* **Page**
How to Use AWS DevOps Agent: Complete Setup Guide (2026)
Last verified: May 14, 2026 · Format: Guide · Est. time: 25-35 min
It is 3 AM and your pager fires. A payment service is returning 500 errors across three availability zones. By the time you open your laptop, the AWS DevOps Agent has already correlated CloudWatch metrics with Datadog traces, identified that a recent deployment changed a database connection pool setting, built a topology graph of every affected downstream service, and drafted a mitigation plan with rollback steps waiting for your approval. That investigation took it four minutes. Manually, you would have needed forty.
This guide walks you through setting up AWS DevOps Agent from scratch: creating your first Agent Space, configuring IAM permissions, connecting your observability and ticketing tools, running your first investigation, and setting up proactive evaluations that catch problems before they become outages. Every step includes a verification checkpoint so you know the configuration is working before moving on. The entire setup takes about 90 minutes for a single application, and the 2-month free trial means you can validate the tool against your own environment before spending a dollar.
What You Need Before Starting
AWS DevOps Agent is an autonomous SRE agent built on Amazon Bedrock AgentCore (official docs), generally available since March 31, 2026. It operates in a dedicated console experience separate from Amazon Q Developer. Before you begin setup, confirm you have the following items in place. Missing any of these will block you at a specific step, and backtracking wastes time.
- ✓Step 1: Create Your Agent Space
- ✓Step 2: Configure IAM Roles
- ✓Step 3: Connect Observability
- ✓Step 4: Application Topology
- ✓Step 5: Incident Response
- ✓Step 6: Collaboration Tools
- ✓Step 7: On-Demand SRE Tasks
- ✓Step 8: Set Up Evaluations
Step 1: Creating Your First Agent Space
An Agent Space is the foundational unit of AWS DevOps Agent. It defines the scope of what the agent can see and act on: which AWS accounts, which third-party integrations, which operators have access, and what operational boundaries apply. You can run up to 100 Agent Spaces per account per region (adjustable via service quotas). Each space is an isolated boundary, meaning the agent working on your payment service cannot access the topology of your marketing platform unless you explicitly configure cross-space visibility.
- Open the AWS Management Console and navigate to the DevOps Agent service. It has its own console entry separate from Amazon Q Developer.
- Click Create Agent Space.
- Enter a descriptive name that maps to a logical application or service boundary. Examples:
payments-prod,checkout-service-us-east,platform-staging. - Select the AWS accounts you want this Agent Space to monitor. You can associate multiple accounts with a single space for cross-account visibility.
- Choose the supported region closest to your workloads: US East (N. Virginia), US West (Oregon), Europe (Frankfurt or Ireland), or Asia Pacific (Sydney or Tokyo).
- Click Create. The Agent Space initializes within 30-60 seconds.
Verification: After creation, the Agent Space should appear in your console list with a status of "Active." Click into it and confirm the associated AWS accounts are listed correctly. If the status shows "Initializing" for more than 2 minutes, check your region selection and IAM permissions.

* **Recorded data**
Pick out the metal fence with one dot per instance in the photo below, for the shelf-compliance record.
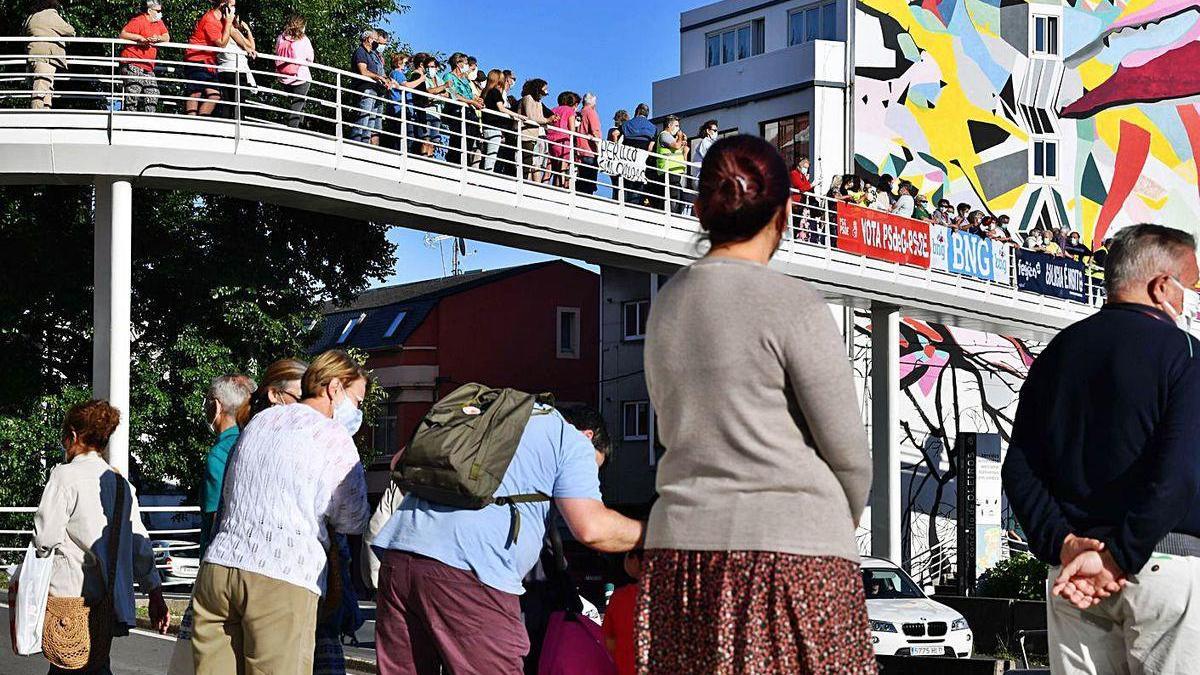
(407, 123)
(16, 539)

* **Problems**
a - Rewrite the part of the setup guide between "How to Use AWS" and "have needed forty.", inclusive, with "laptop" replaced by "computer".
b - Summarize the AWS DevOps Agent setup guide in two sentences.
c - Carry on the AWS DevOps Agent setup guide from its last sentence.

* **Answers to the exercises**
a -
How to Use AWS DevOps Agent: Complete Setup Guide (2026)
Last verified: May 14, 2026 · Format: Guide · Est. time: 25-35 min
It is 3 AM and your pager fires. A payment service is returning 500 errors across three availability zones. By the time you open your computer, the AWS DevOps Agent has already correlated CloudWatch metrics with Datadog traces, identified that a recent deployment changed a database connection pool setting, built a topology graph of every affected downstream service, and drafted a mitigation plan with rollback steps waiting for your approval. That investigation took it four minutes. Manually, you would have needed forty.

b - AWS DevOps Agent is an autonomous SRE agent built on Amazon Bedrock AgentCore. The guide sets it up from scratch in about 90 minutes for a single application, beginning with an Agent Space, an isolated boundary that defines which AWS accounts, integrations and operators the agent covers and that should show a status of "Active" once created.

c -
Step 2: Configuring IAM Roles and Permissions
AWS DevOps Agent needs IAM roles with specific permissions to read telemetry, access CloudWatch logs, query your infrastructure, and interact with connected tools. The principle of least privilege applies here: grant only what the agent needs, nothing more.
- Navigate to IAM in the AWS Management Console.
- Create a new IAM role for the DevOps Agent service. Select AWS Service as the trusted entity type and choose DevOps Agent from the service list.
- Attach the AWS-managed policy
AWSDevOpsAgentServiceRolePolicy. This grants the baseline permissions the agent needs for CloudWatch metrics, logs, X-Ray traces, and CloudFormation stack discovery. - If you are connecting multiple AWS accounts, create a cross-account IAM role in each target account that trusts the agent's primary account. The agent uses
sts:AssumeRoleto access cross-account resources. - For operator access, configure IAM Identity Center (SSO) or individual IAM users with permissions to the DevOps Agent Web App. Operators interact with the agent through this separate web application, not the AWS Management Console.
- Review the trust policy to confirm only the DevOps Agent service principal can assume the role. Do not use wildcard principals.
Verification: In the Agent Space settings, navigate to the Permissions tab. The console should show a green checkmark next to each required permission. If any show a red X, the IAM role is missing that specific policy. Use the console's built-in permission analyzer to identify the exact missing action.
Step 3: Connecting Observability Tools
The agent needs access to your monitoring and logging data to perform investigations. AWS DevOps Agent natively supports CloudWatch (built-in), Datadog, Dynatrace, New Relic, Splunk, and Grafana with Prometheus. Any tool without a native integration can be connected via MCP (Model Context Protocol) servers.
CloudWatch (Native, No Extra Setup)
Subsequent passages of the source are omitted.